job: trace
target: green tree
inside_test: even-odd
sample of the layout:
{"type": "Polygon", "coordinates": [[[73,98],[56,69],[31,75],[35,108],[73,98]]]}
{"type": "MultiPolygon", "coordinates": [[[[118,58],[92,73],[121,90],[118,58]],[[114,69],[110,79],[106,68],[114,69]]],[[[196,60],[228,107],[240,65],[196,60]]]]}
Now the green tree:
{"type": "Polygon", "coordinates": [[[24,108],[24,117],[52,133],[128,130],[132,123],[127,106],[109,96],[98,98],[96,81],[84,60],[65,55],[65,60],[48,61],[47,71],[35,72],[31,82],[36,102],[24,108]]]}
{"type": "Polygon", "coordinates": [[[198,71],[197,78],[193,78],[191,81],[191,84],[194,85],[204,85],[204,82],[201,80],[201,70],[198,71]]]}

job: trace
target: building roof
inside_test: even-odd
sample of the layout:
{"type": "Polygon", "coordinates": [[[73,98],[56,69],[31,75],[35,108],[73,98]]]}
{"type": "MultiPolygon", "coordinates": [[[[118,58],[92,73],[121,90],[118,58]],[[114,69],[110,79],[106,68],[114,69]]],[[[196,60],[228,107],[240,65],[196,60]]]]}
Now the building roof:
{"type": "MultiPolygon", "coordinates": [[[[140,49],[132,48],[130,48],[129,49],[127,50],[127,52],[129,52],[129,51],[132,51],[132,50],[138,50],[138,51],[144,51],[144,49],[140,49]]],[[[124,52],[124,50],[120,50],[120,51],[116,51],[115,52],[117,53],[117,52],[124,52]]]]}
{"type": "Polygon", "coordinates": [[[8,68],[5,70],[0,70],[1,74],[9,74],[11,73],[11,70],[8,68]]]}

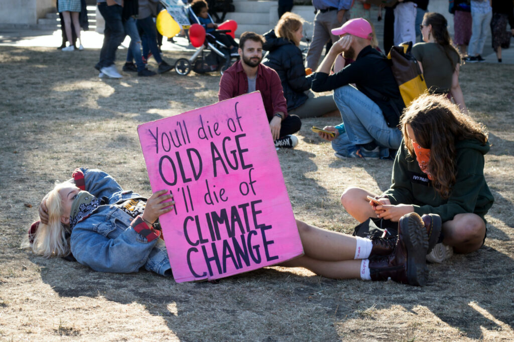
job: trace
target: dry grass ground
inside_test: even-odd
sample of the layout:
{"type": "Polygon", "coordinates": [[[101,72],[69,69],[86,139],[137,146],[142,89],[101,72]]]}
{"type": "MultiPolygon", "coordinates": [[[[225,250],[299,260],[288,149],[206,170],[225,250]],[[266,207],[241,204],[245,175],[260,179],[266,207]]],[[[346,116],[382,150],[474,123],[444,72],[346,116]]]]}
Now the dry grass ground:
{"type": "MultiPolygon", "coordinates": [[[[514,339],[514,66],[462,68],[471,115],[490,131],[485,175],[495,203],[485,245],[430,265],[426,287],[280,267],[177,284],[19,248],[41,198],[76,167],[101,168],[150,194],[137,125],[217,99],[219,75],[102,81],[93,68],[98,55],[0,48],[0,339],[514,339]]],[[[305,120],[298,148],[278,154],[297,217],[347,233],[356,222],[340,194],[351,185],[387,189],[392,163],[335,158],[309,128],[337,122],[305,120]]]]}

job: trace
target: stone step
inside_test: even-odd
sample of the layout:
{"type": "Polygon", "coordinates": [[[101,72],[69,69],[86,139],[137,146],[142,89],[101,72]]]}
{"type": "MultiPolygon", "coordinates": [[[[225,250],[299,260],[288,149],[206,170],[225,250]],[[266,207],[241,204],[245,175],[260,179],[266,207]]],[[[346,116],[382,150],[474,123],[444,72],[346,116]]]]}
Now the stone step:
{"type": "Polygon", "coordinates": [[[269,13],[269,8],[277,2],[259,0],[258,1],[236,1],[234,2],[235,11],[249,13],[269,13]]]}
{"type": "Polygon", "coordinates": [[[59,16],[57,16],[54,18],[48,18],[47,17],[46,18],[41,18],[38,19],[38,25],[53,25],[53,26],[55,27],[59,24],[60,22],[59,16]]]}
{"type": "Polygon", "coordinates": [[[243,23],[246,25],[267,24],[269,22],[269,13],[232,12],[227,13],[225,18],[235,20],[238,25],[243,23]]]}
{"type": "MultiPolygon", "coordinates": [[[[227,13],[227,16],[228,14],[227,13]]],[[[249,31],[264,34],[270,29],[269,25],[264,24],[237,24],[237,30],[235,32],[236,38],[239,38],[239,36],[244,32],[249,31]]]]}

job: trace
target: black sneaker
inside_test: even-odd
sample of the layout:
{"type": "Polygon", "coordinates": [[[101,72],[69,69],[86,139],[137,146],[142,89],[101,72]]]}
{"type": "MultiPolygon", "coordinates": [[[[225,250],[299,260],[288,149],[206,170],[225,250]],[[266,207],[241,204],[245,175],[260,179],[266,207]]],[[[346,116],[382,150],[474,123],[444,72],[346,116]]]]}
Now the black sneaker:
{"type": "Polygon", "coordinates": [[[295,148],[298,145],[298,138],[291,134],[285,135],[275,140],[276,148],[295,148]]]}
{"type": "Polygon", "coordinates": [[[123,71],[137,72],[137,67],[136,66],[136,65],[133,62],[127,62],[125,63],[125,65],[123,66],[122,70],[123,71]]]}
{"type": "Polygon", "coordinates": [[[175,68],[175,67],[172,65],[170,65],[163,61],[161,62],[161,64],[159,65],[159,68],[157,69],[157,72],[159,74],[164,73],[164,72],[167,72],[170,70],[173,70],[174,68],[175,68]]]}
{"type": "Polygon", "coordinates": [[[138,76],[141,76],[143,77],[148,76],[154,76],[157,75],[157,73],[155,71],[152,71],[152,70],[149,70],[148,69],[143,69],[141,71],[137,72],[138,76]]]}

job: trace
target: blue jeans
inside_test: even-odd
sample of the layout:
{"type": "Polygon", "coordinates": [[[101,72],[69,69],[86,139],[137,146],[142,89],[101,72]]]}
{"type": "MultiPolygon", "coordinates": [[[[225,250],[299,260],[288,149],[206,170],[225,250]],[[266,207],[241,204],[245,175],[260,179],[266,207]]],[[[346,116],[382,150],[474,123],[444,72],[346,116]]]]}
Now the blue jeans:
{"type": "Polygon", "coordinates": [[[160,53],[159,52],[159,48],[157,47],[157,29],[155,28],[155,23],[151,16],[148,16],[144,19],[137,19],[137,28],[142,31],[143,34],[141,38],[143,41],[143,52],[148,51],[145,49],[145,45],[148,44],[148,47],[152,51],[152,54],[155,58],[155,62],[158,64],[160,64],[162,62],[162,59],[160,57],[160,53]]]}
{"type": "Polygon", "coordinates": [[[101,69],[114,64],[116,50],[123,41],[124,31],[121,22],[123,7],[118,5],[108,6],[106,3],[100,3],[98,4],[98,10],[105,21],[103,45],[100,50],[100,61],[97,65],[99,69],[101,69]]]}
{"type": "Polygon", "coordinates": [[[492,18],[492,11],[487,13],[471,12],[472,33],[468,50],[468,54],[470,56],[479,55],[484,52],[484,45],[490,29],[489,25],[492,18]]]}
{"type": "Polygon", "coordinates": [[[128,46],[128,51],[127,52],[127,62],[132,62],[133,59],[136,60],[136,65],[137,66],[137,71],[141,71],[144,69],[144,63],[141,54],[141,38],[139,37],[139,32],[137,30],[136,25],[136,19],[131,17],[123,23],[125,33],[130,37],[130,45],[128,46]]]}
{"type": "Polygon", "coordinates": [[[347,85],[335,89],[334,100],[341,112],[346,130],[346,134],[332,142],[336,151],[344,152],[348,147],[372,142],[381,148],[381,156],[387,156],[382,155],[382,150],[385,153],[387,149],[399,148],[401,132],[388,126],[380,107],[357,88],[347,85]]]}

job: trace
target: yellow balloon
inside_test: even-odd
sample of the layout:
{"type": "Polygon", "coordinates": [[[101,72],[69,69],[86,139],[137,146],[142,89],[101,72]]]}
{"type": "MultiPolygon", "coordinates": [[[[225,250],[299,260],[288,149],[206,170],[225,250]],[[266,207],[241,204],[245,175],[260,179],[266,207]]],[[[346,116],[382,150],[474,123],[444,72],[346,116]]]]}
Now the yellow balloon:
{"type": "Polygon", "coordinates": [[[157,14],[156,26],[159,33],[168,38],[180,32],[180,26],[166,10],[162,10],[157,14]]]}

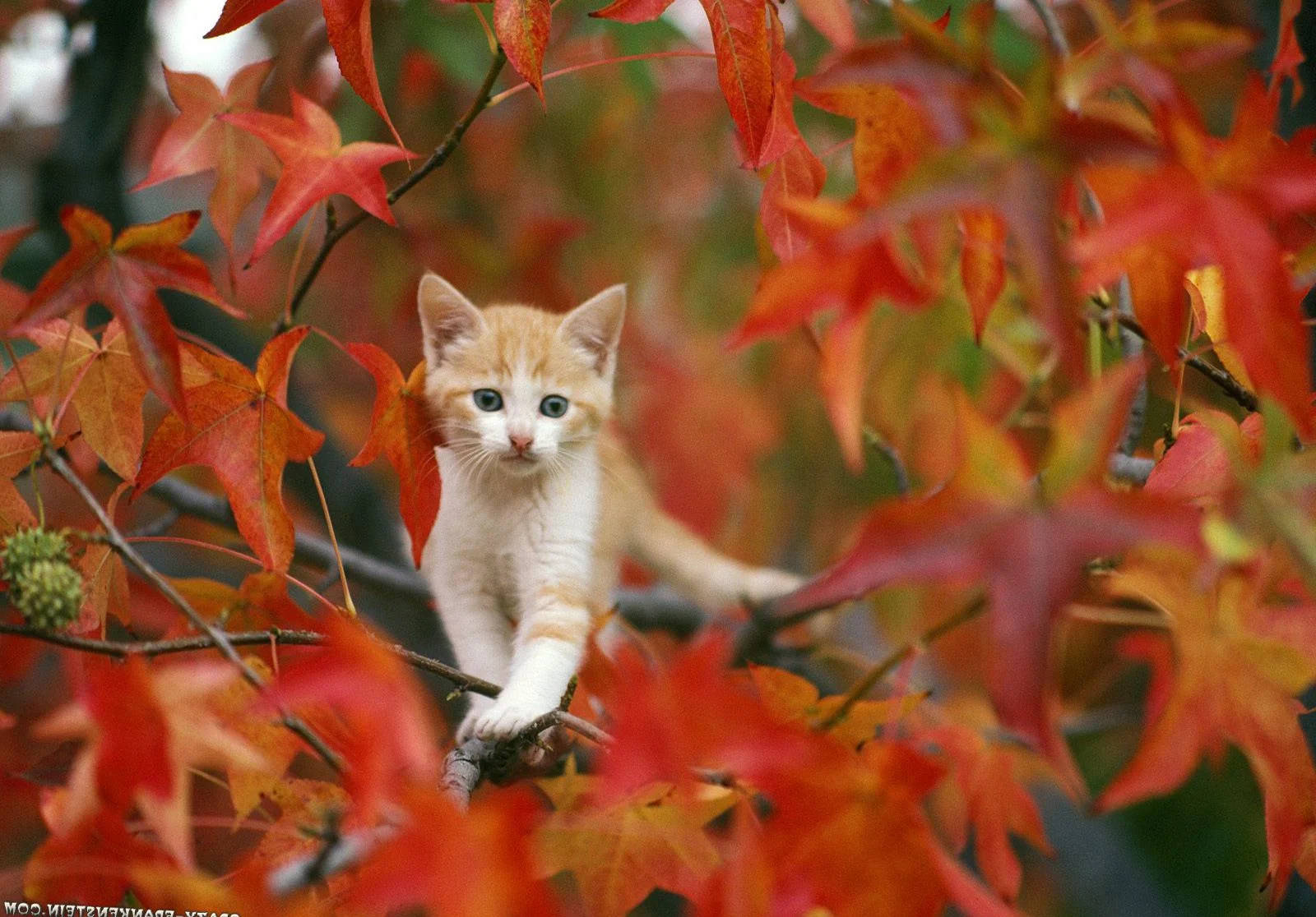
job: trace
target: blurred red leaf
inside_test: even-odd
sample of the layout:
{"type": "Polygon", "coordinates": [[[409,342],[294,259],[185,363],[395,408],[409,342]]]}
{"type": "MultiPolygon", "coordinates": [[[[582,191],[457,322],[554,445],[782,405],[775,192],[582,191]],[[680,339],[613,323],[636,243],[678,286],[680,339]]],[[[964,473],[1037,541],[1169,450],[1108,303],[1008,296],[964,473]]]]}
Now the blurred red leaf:
{"type": "Polygon", "coordinates": [[[494,34],[525,81],[544,99],[544,49],[553,28],[549,0],[494,0],[494,34]]]}
{"type": "Polygon", "coordinates": [[[343,146],[337,122],[297,92],[292,93],[291,118],[267,112],[229,112],[218,117],[259,137],[283,164],[261,217],[251,261],[259,260],[307,210],[332,194],[346,194],[371,215],[396,225],[379,169],[415,154],[390,143],[358,141],[343,146]]]}
{"type": "Polygon", "coordinates": [[[1232,456],[1257,461],[1261,432],[1259,414],[1249,414],[1241,424],[1221,411],[1190,414],[1148,476],[1146,491],[1183,502],[1220,499],[1234,482],[1232,456]]]}
{"type": "Polygon", "coordinates": [[[401,807],[401,829],[375,850],[347,892],[355,912],[413,905],[436,914],[561,913],[553,892],[534,878],[530,829],[540,805],[529,791],[483,794],[462,812],[440,790],[417,787],[401,807]]]}
{"type": "Polygon", "coordinates": [[[704,825],[729,809],[736,794],[705,787],[691,800],[654,783],[595,804],[597,779],[575,774],[572,762],[565,776],[541,782],[555,808],[538,830],[545,874],[570,870],[592,914],[628,913],[655,888],[697,891],[721,862],[704,825]]]}
{"type": "Polygon", "coordinates": [[[763,223],[769,244],[783,261],[803,255],[809,244],[807,230],[797,225],[797,217],[783,208],[783,202],[817,197],[824,181],[826,168],[803,141],[772,164],[772,171],[763,183],[758,218],[763,223]]]}
{"type": "Polygon", "coordinates": [[[261,190],[261,176],[276,166],[265,146],[218,116],[255,110],[261,85],[272,60],[247,64],[229,80],[224,95],[201,74],[164,70],[164,85],[178,106],[178,117],[161,137],[151,167],[133,190],[183,175],[215,169],[215,188],[207,213],[224,247],[233,252],[233,229],[261,190]]]}
{"type": "MultiPolygon", "coordinates": [[[[205,33],[207,38],[224,35],[246,25],[261,13],[274,9],[283,0],[225,0],[220,18],[205,33]]],[[[320,0],[325,17],[325,32],[338,59],[338,70],[388,125],[390,133],[400,147],[403,138],[397,135],[392,118],[384,108],[384,97],[379,92],[379,76],[375,74],[374,34],[370,28],[370,0],[320,0]]],[[[392,160],[390,160],[392,162],[392,160]]],[[[378,215],[378,214],[376,214],[378,215]]],[[[380,219],[383,219],[380,217],[380,219]]],[[[253,256],[253,260],[257,256],[253,256]]]]}
{"type": "MultiPolygon", "coordinates": [[[[9,260],[18,243],[32,235],[36,226],[14,226],[0,230],[0,267],[9,260]]],[[[28,290],[8,280],[0,279],[0,327],[9,327],[28,307],[28,290]]]]}
{"type": "Polygon", "coordinates": [[[655,670],[622,648],[609,709],[616,742],[599,769],[601,801],[654,782],[688,787],[696,767],[751,774],[770,762],[790,767],[804,761],[801,730],[770,715],[747,684],[728,678],[729,653],[724,637],[707,636],[655,670]]]}
{"type": "Polygon", "coordinates": [[[1303,0],[1280,0],[1279,3],[1279,37],[1275,39],[1275,58],[1270,62],[1270,91],[1279,92],[1279,85],[1286,79],[1294,81],[1294,92],[1290,102],[1296,105],[1303,97],[1303,78],[1298,68],[1307,60],[1302,46],[1298,43],[1298,33],[1294,32],[1294,20],[1302,12],[1303,0]]]}
{"type": "Polygon", "coordinates": [[[1005,289],[1005,223],[991,210],[962,210],[965,235],[959,252],[959,276],[974,317],[974,336],[982,340],[992,306],[1005,289]]]}
{"type": "MultiPolygon", "coordinates": [[[[1126,390],[1123,403],[1130,395],[1126,390]]],[[[1115,420],[1107,431],[1117,435],[1124,413],[1109,414],[1115,420]]],[[[959,415],[971,451],[951,483],[926,499],[878,506],[845,557],[782,599],[779,610],[833,606],[895,582],[986,583],[990,688],[1001,721],[1050,755],[1076,787],[1048,691],[1051,621],[1082,585],[1084,564],[1144,541],[1196,547],[1198,514],[1149,494],[1109,493],[1087,473],[1067,474],[1069,489],[1038,503],[1021,480],[1017,447],[994,434],[966,401],[959,415]],[[992,436],[996,444],[984,441],[992,436]]]]}
{"type": "Polygon", "coordinates": [[[1302,297],[1284,265],[1277,223],[1316,206],[1316,156],[1275,137],[1273,117],[1257,79],[1249,80],[1233,131],[1223,139],[1211,137],[1186,102],[1163,108],[1159,130],[1170,162],[1107,208],[1105,223],[1080,236],[1075,252],[1088,288],[1112,282],[1132,264],[1145,286],[1167,292],[1134,298],[1134,306],[1170,364],[1187,314],[1183,272],[1219,264],[1229,343],[1257,389],[1277,398],[1304,436],[1313,436],[1302,297]],[[1154,250],[1149,254],[1144,243],[1154,250]]]}
{"type": "MultiPolygon", "coordinates": [[[[795,64],[782,45],[776,9],[765,0],[700,0],[700,4],[712,29],[717,83],[736,122],[745,166],[762,168],[784,155],[797,138],[790,114],[795,64]]],[[[671,0],[615,0],[590,14],[617,22],[647,22],[669,5],[671,0]]]]}
{"type": "Polygon", "coordinates": [[[142,455],[146,382],[128,349],[118,319],[97,343],[82,327],[51,319],[26,332],[41,349],[0,378],[0,399],[71,395],[87,444],[125,481],[137,476],[142,455]]]}
{"type": "Polygon", "coordinates": [[[155,223],[129,226],[112,238],[103,217],[66,206],[59,222],[72,247],[42,277],[11,332],[26,334],[42,322],[99,302],[122,322],[128,348],[151,390],[175,411],[186,411],[178,335],[157,288],[182,290],[241,315],[215,289],[205,261],[179,248],[200,215],[197,210],[175,213],[155,223]]]}
{"type": "Polygon", "coordinates": [[[170,414],[155,430],[137,476],[139,494],[182,465],[208,465],[224,485],[238,531],[266,566],[292,560],[292,520],[283,504],[283,466],[305,461],[324,443],[288,410],[288,370],[309,328],[287,331],[261,351],[255,374],[200,348],[211,376],[187,389],[187,420],[170,414]]]}
{"type": "Polygon", "coordinates": [[[347,344],[353,359],[375,377],[375,405],[370,414],[370,439],[351,460],[368,465],[380,455],[397,473],[403,524],[411,536],[412,560],[420,566],[421,552],[438,515],[441,483],[434,448],[438,428],[425,402],[425,364],[416,364],[409,378],[383,349],[374,344],[347,344]]]}
{"type": "Polygon", "coordinates": [[[438,737],[420,683],[388,646],[341,616],[328,616],[322,629],[328,640],[284,666],[268,703],[336,713],[337,725],[313,719],[349,765],[343,786],[357,803],[354,818],[370,825],[383,800],[437,783],[438,737]]]}
{"type": "Polygon", "coordinates": [[[1288,884],[1303,836],[1316,829],[1316,769],[1303,737],[1295,694],[1316,679],[1316,642],[1308,604],[1263,604],[1263,583],[1227,573],[1198,587],[1196,564],[1158,558],[1111,575],[1105,591],[1165,612],[1174,653],[1163,640],[1136,633],[1125,652],[1152,666],[1148,725],[1137,753],[1107,786],[1108,809],[1169,792],[1225,742],[1246,755],[1266,803],[1271,906],[1288,884]],[[1292,621],[1296,631],[1286,628],[1292,621]],[[1277,638],[1287,629],[1288,640],[1277,638]],[[1295,633],[1307,633],[1295,641],[1295,633]]]}
{"type": "Polygon", "coordinates": [[[51,830],[76,836],[100,809],[122,818],[136,805],[164,850],[191,866],[190,769],[262,766],[205,705],[236,677],[226,662],[150,667],[134,656],[125,665],[89,663],[78,700],[36,727],[47,738],[86,740],[67,788],[47,804],[51,830]]]}
{"type": "Polygon", "coordinates": [[[171,862],[163,850],[129,833],[118,813],[99,809],[33,851],[22,871],[22,895],[32,901],[112,908],[136,887],[136,868],[171,862]]]}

※ ※ ※

### Task details
Reproduce the material without any change, starting at its first line and continuing through the line that contains "Now the green", with both of those lines included.

### Expected answer
job: trace
target: green tree
inside_test: even-odd
sample of the layout:
{"type": "Polygon", "coordinates": [[[73,98],[56,69],[31,75],[35,108],[73,98]]]}
{"type": "MultiPolygon", "coordinates": [[[[118,58],[92,73],[121,90],[118,58]],[[114,69],[110,79],[106,68],[114,69]]],[[[196,60],[228,107],[240,65],[196,60]]]]}
Now the green tree:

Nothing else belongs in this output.